Box-labeled dataset extracts
#####

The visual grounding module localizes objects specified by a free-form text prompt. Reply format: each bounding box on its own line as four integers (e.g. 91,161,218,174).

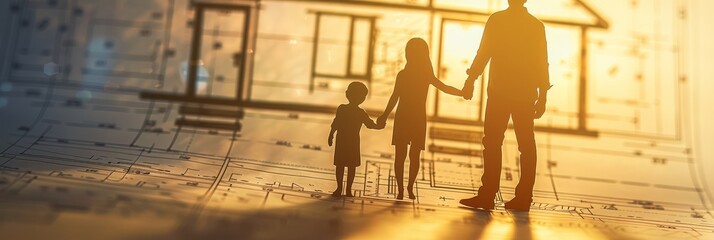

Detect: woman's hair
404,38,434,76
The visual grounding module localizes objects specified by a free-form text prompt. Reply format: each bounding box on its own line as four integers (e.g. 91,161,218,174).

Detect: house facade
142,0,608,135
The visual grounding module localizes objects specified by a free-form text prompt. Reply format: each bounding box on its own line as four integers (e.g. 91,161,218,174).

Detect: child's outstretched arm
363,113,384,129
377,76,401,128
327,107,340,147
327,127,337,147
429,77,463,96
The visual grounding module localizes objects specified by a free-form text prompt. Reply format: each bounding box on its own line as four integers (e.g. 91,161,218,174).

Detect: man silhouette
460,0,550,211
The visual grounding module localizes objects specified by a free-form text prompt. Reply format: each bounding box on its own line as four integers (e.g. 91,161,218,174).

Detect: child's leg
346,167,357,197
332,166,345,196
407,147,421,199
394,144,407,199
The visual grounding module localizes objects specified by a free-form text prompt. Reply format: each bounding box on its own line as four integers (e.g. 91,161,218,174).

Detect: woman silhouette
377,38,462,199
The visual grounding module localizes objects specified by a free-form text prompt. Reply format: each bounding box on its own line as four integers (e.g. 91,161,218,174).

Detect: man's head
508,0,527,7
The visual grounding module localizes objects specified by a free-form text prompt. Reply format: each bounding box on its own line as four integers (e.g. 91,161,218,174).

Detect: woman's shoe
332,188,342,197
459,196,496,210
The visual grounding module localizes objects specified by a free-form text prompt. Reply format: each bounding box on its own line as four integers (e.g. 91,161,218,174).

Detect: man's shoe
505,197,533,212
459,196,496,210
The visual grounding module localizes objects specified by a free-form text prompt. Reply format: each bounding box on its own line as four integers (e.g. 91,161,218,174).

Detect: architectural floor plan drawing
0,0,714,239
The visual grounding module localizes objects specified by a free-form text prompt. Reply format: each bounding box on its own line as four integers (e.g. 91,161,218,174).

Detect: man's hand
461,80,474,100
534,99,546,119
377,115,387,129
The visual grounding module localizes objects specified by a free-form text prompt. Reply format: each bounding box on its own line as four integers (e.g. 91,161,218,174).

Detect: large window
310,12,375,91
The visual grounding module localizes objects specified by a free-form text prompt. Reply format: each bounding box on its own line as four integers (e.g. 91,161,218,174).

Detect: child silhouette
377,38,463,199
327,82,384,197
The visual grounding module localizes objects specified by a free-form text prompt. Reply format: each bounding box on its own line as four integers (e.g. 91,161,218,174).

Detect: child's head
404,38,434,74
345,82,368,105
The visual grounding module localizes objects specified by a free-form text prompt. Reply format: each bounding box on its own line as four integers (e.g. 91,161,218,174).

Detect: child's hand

#####

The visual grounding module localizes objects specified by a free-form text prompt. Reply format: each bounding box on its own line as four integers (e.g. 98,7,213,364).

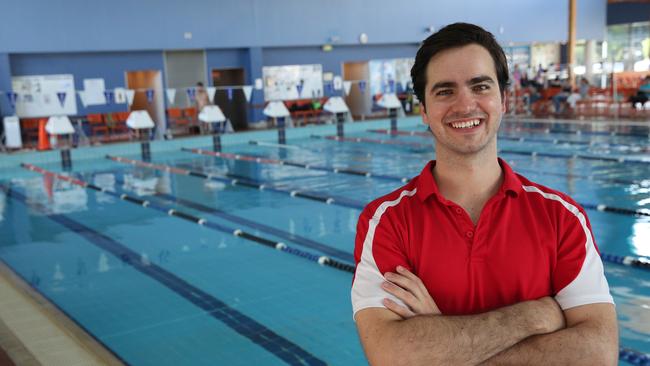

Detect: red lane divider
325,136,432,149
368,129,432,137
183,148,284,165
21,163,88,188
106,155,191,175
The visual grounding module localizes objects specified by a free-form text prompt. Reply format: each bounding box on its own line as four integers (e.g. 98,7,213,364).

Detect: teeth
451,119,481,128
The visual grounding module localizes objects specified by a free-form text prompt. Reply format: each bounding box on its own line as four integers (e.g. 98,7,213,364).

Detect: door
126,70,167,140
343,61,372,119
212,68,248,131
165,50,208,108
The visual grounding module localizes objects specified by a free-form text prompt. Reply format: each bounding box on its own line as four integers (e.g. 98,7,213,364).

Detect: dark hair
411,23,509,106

#####

Find every line in the rows that contains the word "shoe" and copy each one out.

Output below
Detect: woman's shoe
Detect: man's shoe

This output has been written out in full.